▶ _DOCUMENT PASSAGE_
[Begin]

Revisiting Art and Modernity: Bringing the Classics to Life for Our Time

This week I am revisiting my previous blog post on the hubris of humanity and the struggle to control our own inventions. For centuries, humanity has embraced innovation from the creation of the modern library by the Assyrians to the onslaught of the nuclear age, yet against the backdrop of enormous “progress” humanity has struggled to hold some deeper truth. Each generation of humanity has tried to rededicate itself to humanity and philosophy under the shadow of a greater menace. What makes each age distinct is not this struggle or even the virtues sought, but the unique menace that threatens such virtues. The threat becomes as much a part of the culture as the art and literature itself. The conflict is defined by some greater unspoken battle, but the battle, the fist-fight for sanity, becomes a shared cultural experience which defines art and poetry for generations.


 

Poets are never defined by their stylistic influences or literary predecessors as much as they are defined by their times. Catullus’ poems are vulgar musings on rebellion and the life of an aesthete in the midst of the largest military bureaucracy the world had ever known. A.E. Housman’s work is riddled with mournful poems of traumatized soldiers stuck in the middle of military machinations far greater than themselves. The poetry of an age is defined not by the people of the day, but by the artistic threat of the times, by the rejection of conformity. As I have written in past blog posts, each civilization became successful by embracing something of the inhuman, the anti-emotional. Poetry, as the purest form of human emotion, is the natural offspring of that which seeks to stifle emotion, the natural Hegelian “anti-thesis” to the suffocating “thesis” of empire. 


 

Novelists too have been defined by the struggles of their times in a similar way. Mark Twain tried to capture some innately American spirit of enterprise, freedom, and basic fair play while his nation and the radical cultural ideals of its founding were threatened by regionalism, war, and the horror of slavery. Saul Bellow, my favorite novelist, writes of the twentieth century as the age of materialism, the greatest threat to true art Coca-Cola bottles, television, and the seduction of the scholar by capitalist enterprise. His novels, however, are no cynical Dosteyevskyian examination of the evil of humanity. They are beautiful, complex, life-affirming odes to the artistry and poetry of the struggle against materialism. Each of his characters are scholars with their heads in Aristotle and Goethe who are forced to come to terms with some greater truth, forced to compromise with the inhuman.

[End]

▶ _WRITTEN EXERCISE 1_
From the blog post on art and modernity, pull out the passage from "This week I" to "poetry for generations." word for word.
▶ _WRITTEN EXERCISE 2_
Translate this sentence from the blog post on art and modernity into Spanish: "Poets are never defined by their stylistic influences or literary predecessors as much as they are defined by their times."
The records that come next are separate material with no connection to the blog post.

▶ _ENTRIES SUPPLIED_
[Begin]

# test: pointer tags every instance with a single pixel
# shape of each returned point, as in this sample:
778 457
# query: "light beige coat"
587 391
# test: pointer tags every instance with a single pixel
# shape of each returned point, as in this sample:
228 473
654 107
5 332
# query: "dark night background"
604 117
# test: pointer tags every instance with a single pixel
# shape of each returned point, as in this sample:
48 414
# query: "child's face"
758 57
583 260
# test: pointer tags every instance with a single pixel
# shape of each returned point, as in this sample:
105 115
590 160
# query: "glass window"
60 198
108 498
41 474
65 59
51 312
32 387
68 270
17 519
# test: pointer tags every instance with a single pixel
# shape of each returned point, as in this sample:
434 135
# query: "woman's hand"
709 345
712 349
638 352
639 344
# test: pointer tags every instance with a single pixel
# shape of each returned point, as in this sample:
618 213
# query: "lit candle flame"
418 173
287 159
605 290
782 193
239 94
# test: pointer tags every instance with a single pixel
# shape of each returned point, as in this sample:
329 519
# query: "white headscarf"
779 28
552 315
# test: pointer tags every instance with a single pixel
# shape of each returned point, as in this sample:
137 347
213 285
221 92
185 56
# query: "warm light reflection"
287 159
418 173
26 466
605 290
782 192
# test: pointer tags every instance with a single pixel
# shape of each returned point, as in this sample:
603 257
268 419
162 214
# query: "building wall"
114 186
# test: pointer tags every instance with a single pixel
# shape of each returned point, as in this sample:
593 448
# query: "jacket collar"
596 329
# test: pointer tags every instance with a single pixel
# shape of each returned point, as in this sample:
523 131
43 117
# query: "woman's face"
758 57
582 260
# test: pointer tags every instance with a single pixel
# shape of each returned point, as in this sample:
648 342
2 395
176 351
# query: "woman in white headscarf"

[End]

▶ _COMPLETE RESPONSE 1_
This week I am revisiting my previous blog post on the hubris of humanity and the struggle to control our own inventions. For centuries, humanity has embraced innovation from the creation of the modern library by the Assyrians to the onslaught of the nuclear age, yet against the backdrop of enormous “progress” humanity has struggled to hold some deeper truth. Each generation of humanity has tried to rededicate itself to humanity and philosophy under the shadow of a greater menace. What makes each age distinct is not this struggle or even the virtues sought, but the unique menace that threatens such virtues. The threat becomes as much a part of the culture as the art and literature itself. The conflict is defined by some greater unspoken battle, but the battle, the fist-fight for sanity, becomes a shared cultural experience which defines art and poetry for generations.

▶ _COMPLETE RESPONSE 2_
Los poetas nunca se definen tanto por sus influencias estilísticas o sus predecesores literarios como por su época.